━━━━━ EXCERPTED PASSAGE

OUR TREATMENT BOOKS ARE BACKWARDS

Psychotherapy has a beginning, a succession of therapeutic choices and interventions, and an eventual termination. Each patient passes along a unique therapeutic path that leads toward psychological improvement.
Nevertheless, there are commonalities to the paths that patients follow, and those common aspects of treatment can be outlined and shared, leaving it to the individual therapist to fill in unique details for each patient.
We should expect any literature that claims to instruct about treatment would either cover a small portion of the process, or find a way to represent all of it.
However, when treatment resources cover a small portion of the process, they tend not to discuss its place in the larger scheme of treatment, and we are left to apply it where we will. This means that we must remember it and use it sometime later, often with little or no guidance about applicability.
When the entire process is discussed, it often is in the form of a treatment manual that prescribes the same sequence for all patients with a given diagnosis or symptom. If therapists adapt the prescription to fit particular patients, the therapists are criticized for not doing it the right way.

━━━━━━━━━━

EXERCISE A: In the treatment-books passage, what happens to therapists who adapt a treatment manual's prescription to fit particular patients?
EXERCISE B: Continue the treatment-books passage from the point where it stops.

━━━━━ RECORD EXTRACTS

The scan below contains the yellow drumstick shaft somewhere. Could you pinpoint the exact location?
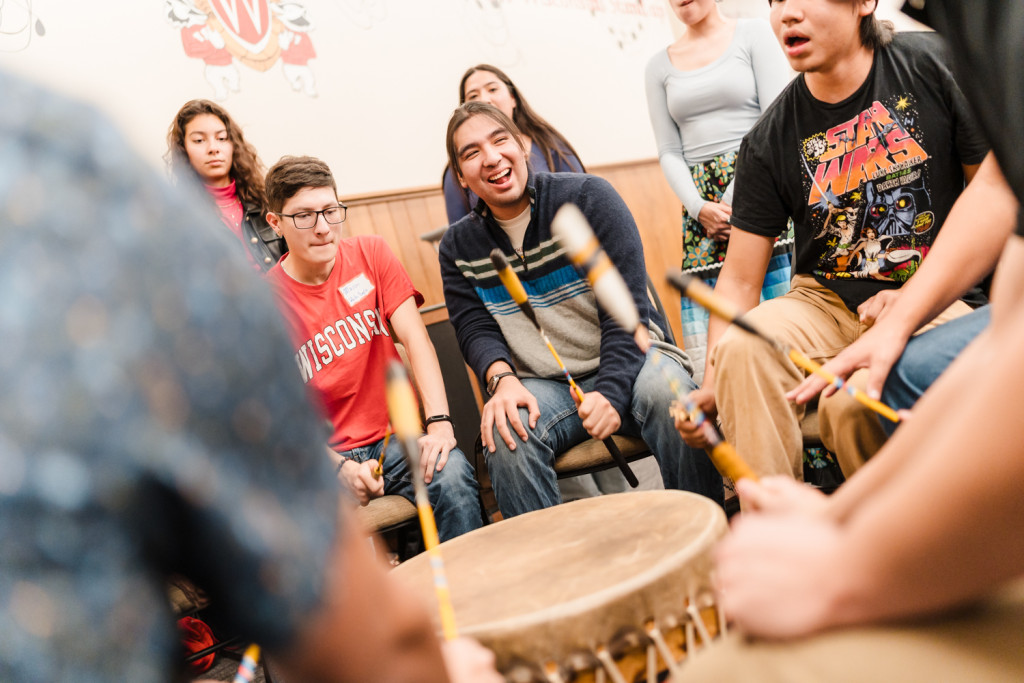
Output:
[788,347,900,422]
[374,429,391,479]
[669,273,900,423]
[386,360,459,640]
[416,496,459,640]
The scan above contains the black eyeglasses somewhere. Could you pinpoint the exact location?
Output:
[278,204,348,230]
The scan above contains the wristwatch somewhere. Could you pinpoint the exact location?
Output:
[487,372,515,396]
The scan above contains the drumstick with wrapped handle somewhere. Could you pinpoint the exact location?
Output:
[490,249,640,488]
[668,272,900,423]
[231,643,259,683]
[551,204,758,481]
[373,427,391,479]
[386,360,459,640]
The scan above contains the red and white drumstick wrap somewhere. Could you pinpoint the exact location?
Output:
[490,249,640,488]
[386,360,459,640]
[551,204,758,481]
[669,272,900,422]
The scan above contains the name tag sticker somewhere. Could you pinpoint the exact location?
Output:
[338,272,374,306]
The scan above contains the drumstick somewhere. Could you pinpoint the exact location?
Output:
[669,272,900,423]
[373,427,391,479]
[231,643,259,683]
[551,204,758,481]
[490,249,640,488]
[387,360,459,640]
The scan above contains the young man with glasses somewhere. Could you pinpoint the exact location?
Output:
[266,157,481,541]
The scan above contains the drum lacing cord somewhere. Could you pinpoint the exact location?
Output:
[686,601,711,652]
[647,626,682,683]
[595,647,626,683]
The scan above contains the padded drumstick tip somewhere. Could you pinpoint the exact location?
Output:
[490,248,540,327]
[551,204,640,334]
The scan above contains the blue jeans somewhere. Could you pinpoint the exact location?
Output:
[341,438,483,543]
[879,306,991,435]
[484,351,724,517]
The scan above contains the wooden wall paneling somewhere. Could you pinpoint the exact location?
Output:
[390,197,444,306]
[595,161,682,341]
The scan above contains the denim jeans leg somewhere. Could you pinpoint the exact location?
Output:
[374,438,483,543]
[484,378,588,517]
[624,349,725,505]
[879,306,991,434]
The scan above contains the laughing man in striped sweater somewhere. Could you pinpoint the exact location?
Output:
[440,102,722,517]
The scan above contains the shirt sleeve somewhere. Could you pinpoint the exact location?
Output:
[730,132,791,238]
[579,176,650,416]
[644,52,707,220]
[364,234,424,321]
[722,20,793,206]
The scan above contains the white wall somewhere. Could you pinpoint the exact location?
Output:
[0,0,929,195]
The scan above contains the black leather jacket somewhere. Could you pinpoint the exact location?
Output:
[242,204,288,272]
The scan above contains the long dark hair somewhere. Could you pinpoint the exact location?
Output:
[164,99,267,209]
[459,65,587,171]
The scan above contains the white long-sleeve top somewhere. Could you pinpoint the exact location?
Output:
[646,18,793,219]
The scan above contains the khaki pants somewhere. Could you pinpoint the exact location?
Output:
[682,583,1024,683]
[712,275,971,479]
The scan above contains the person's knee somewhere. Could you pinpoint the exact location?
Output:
[713,326,770,375]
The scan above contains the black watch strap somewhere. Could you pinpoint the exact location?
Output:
[487,372,515,396]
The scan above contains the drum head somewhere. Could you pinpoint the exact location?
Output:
[392,490,727,667]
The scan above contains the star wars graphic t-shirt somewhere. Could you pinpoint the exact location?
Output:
[732,33,988,310]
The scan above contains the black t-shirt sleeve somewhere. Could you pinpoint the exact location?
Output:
[730,131,791,238]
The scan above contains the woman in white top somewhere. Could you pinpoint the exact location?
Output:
[646,0,793,382]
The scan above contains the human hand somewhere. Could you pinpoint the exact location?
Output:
[338,460,384,505]
[697,202,732,242]
[736,476,828,517]
[441,638,505,683]
[577,391,623,440]
[715,512,850,638]
[785,321,909,403]
[673,387,718,449]
[418,422,456,483]
[480,376,541,453]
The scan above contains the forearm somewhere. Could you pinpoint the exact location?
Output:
[703,240,773,387]
[827,315,1024,621]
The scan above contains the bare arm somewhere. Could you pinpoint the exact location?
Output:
[719,238,1024,637]
[790,154,1018,403]
[390,297,456,483]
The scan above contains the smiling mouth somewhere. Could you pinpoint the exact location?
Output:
[487,168,512,184]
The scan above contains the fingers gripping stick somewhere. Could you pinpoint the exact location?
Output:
[387,360,459,640]
[490,249,640,488]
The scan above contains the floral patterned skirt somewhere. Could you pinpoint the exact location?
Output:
[680,152,793,384]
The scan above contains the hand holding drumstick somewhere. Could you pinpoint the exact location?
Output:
[551,204,758,481]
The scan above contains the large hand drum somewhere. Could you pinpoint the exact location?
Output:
[393,490,727,682]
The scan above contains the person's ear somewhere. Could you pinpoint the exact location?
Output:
[266,211,281,234]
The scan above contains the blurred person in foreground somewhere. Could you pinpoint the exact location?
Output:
[0,74,500,683]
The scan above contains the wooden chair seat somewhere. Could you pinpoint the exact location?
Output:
[555,434,651,479]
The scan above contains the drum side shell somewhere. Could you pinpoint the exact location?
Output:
[392,490,728,668]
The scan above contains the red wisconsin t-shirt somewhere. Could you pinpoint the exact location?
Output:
[266,236,423,451]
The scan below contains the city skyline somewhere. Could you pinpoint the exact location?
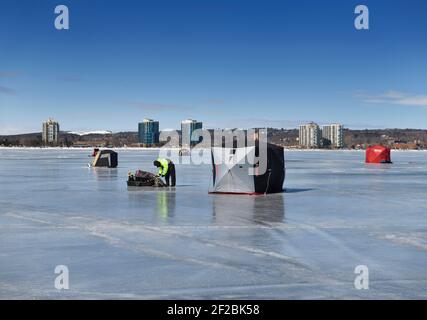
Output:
[0,0,427,135]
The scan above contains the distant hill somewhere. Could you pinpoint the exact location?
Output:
[0,128,427,149]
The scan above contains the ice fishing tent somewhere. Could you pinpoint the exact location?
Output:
[92,150,118,168]
[210,144,285,195]
[366,146,391,163]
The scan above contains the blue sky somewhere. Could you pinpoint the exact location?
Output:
[0,0,427,134]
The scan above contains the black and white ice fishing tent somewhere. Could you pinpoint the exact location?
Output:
[210,144,285,195]
[92,150,118,168]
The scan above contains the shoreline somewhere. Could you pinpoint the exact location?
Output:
[0,146,427,152]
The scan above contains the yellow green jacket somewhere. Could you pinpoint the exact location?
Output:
[157,158,169,176]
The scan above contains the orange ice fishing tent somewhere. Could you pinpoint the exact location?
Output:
[366,146,391,163]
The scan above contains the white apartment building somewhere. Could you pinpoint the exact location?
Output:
[299,122,321,148]
[322,123,344,148]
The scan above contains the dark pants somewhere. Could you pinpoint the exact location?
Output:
[165,161,176,187]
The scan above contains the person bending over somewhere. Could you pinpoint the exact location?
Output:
[153,158,176,187]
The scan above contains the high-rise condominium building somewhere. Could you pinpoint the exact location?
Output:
[299,122,321,148]
[322,123,344,148]
[138,119,160,145]
[181,119,203,147]
[42,118,59,144]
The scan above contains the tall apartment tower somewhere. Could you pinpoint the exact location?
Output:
[138,118,160,145]
[181,119,203,147]
[322,123,344,148]
[42,118,59,145]
[299,122,321,148]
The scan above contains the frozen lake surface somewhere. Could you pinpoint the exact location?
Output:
[0,149,427,299]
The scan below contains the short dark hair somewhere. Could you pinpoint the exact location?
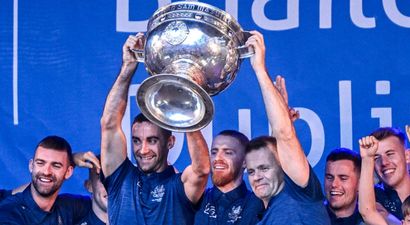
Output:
[245,136,276,154]
[326,148,362,173]
[216,130,249,148]
[370,127,406,147]
[132,113,172,139]
[35,135,75,167]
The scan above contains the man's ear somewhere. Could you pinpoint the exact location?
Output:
[64,166,74,180]
[167,135,175,150]
[28,159,34,173]
[84,179,93,193]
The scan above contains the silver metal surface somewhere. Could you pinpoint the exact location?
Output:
[137,2,253,132]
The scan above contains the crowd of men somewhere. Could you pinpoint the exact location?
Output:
[0,31,410,225]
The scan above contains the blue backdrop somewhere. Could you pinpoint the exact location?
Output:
[0,0,410,193]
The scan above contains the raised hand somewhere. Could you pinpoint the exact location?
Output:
[359,136,379,158]
[273,75,300,122]
[73,151,101,174]
[122,33,145,64]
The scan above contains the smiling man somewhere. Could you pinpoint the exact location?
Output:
[370,127,410,219]
[324,148,363,225]
[245,32,330,225]
[101,34,210,225]
[0,136,91,225]
[195,130,263,225]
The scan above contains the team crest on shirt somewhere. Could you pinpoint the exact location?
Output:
[228,205,242,223]
[151,184,165,202]
[204,203,216,218]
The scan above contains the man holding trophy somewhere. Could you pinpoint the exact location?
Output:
[101,30,210,225]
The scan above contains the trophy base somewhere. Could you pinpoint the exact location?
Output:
[136,74,214,132]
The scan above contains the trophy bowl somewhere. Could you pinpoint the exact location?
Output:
[136,2,253,132]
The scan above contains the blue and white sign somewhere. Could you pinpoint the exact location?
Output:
[0,0,410,193]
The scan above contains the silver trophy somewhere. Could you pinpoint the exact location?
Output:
[136,2,254,132]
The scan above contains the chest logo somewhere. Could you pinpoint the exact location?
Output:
[204,203,216,218]
[151,185,165,202]
[228,205,242,223]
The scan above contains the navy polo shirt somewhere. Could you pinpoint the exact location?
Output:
[326,204,365,225]
[0,189,11,201]
[374,183,403,220]
[103,159,195,225]
[0,185,91,225]
[258,167,330,225]
[77,210,105,225]
[195,181,264,225]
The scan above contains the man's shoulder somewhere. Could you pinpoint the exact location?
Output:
[0,195,27,224]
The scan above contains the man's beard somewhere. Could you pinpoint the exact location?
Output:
[212,165,240,187]
[32,175,62,197]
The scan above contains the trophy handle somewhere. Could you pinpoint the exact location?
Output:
[131,49,145,63]
[237,31,255,59]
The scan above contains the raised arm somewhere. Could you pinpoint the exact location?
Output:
[181,131,211,204]
[359,136,387,225]
[246,31,309,187]
[101,34,144,176]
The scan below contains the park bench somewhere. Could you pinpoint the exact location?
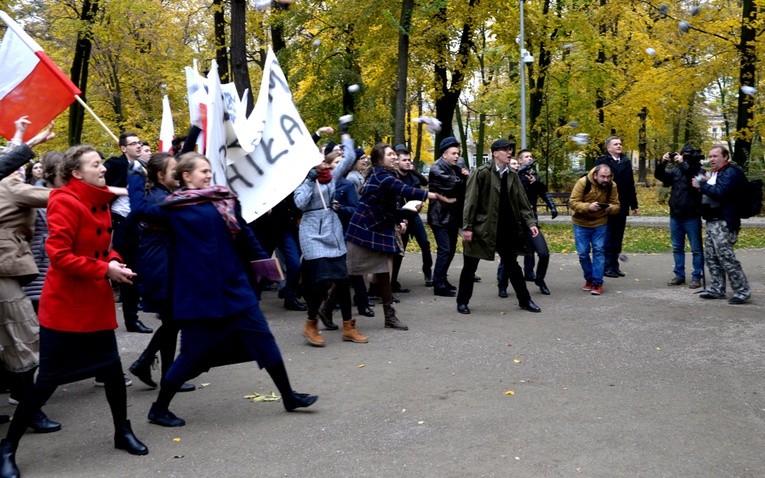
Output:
[534,193,571,215]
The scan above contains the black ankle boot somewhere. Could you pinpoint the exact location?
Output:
[29,410,61,433]
[0,440,21,478]
[149,403,186,427]
[114,420,149,455]
[128,350,157,388]
[282,391,319,412]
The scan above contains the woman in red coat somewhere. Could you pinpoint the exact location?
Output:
[0,145,149,477]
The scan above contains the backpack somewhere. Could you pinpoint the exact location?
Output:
[738,179,762,219]
[582,173,612,201]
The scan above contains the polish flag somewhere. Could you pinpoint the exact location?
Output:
[0,10,80,140]
[157,95,175,153]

━━━━━━━━━━

ANSWER BOX A: They are criticized for not doing it the right way.

ANSWER BOX B:
When treatment books cover more general topics, they appear to be organized with a college course in mind: “Next week, read Chapter Eight, and we will discuss all the medications that can be used to treat anxiety.” At the end of the semester there is an examination on everything you have read.
Where is the patient? This is knowledge in the abstract, and it is backwards. It’s about principles, and conclusions, and groups, and averages. We won’t know how useful any of it is until the therapist attempts to use it in therapy, sometime later.
But that assumes that it will be needed, and if it is, that the therapist will recognize the need and apply the treatment appropriately. Meanwhile, the lecturers and authors can sleep easily, knowing that they have presented their material logically and clearly.
And the patients? We wish them well. If they don’t get better, blame their therapists.